**Extracted entries:**
________________________

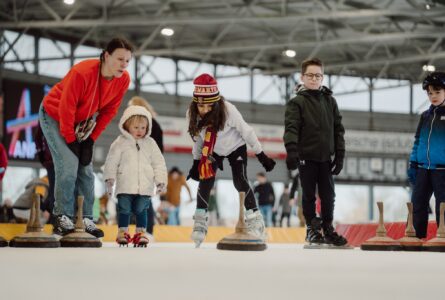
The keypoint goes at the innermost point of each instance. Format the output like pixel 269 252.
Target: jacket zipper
pixel 429 137
pixel 139 171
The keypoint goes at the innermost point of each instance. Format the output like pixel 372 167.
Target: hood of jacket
pixel 134 110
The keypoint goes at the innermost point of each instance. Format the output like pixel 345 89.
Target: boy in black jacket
pixel 313 135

________________________

**Directions for this task:** Please render every line of the entries above as a Markdown table with the columns Row and Line, numbering each row and skipping blank lines. Omit the pictures from the table.

**Finished answer:**
| Row | Line |
|---|---|
| 1 | The keypoint goes at the innermost point of each instance. Format the output like pixel 269 252. |
| 2 | Target: jacket zipper |
| 3 | pixel 429 137 |
| 4 | pixel 139 171 |
| 5 | The keypoint goes at the innermost point of each instance. Format the output like pixel 372 167. |
| 6 | Target: hood of jacket |
| 7 | pixel 134 110 |
| 8 | The keypoint goes at the innermost point of each instance. Format the output like pixel 345 89. |
| 9 | Target: boy in black jacket |
| 10 | pixel 313 135 |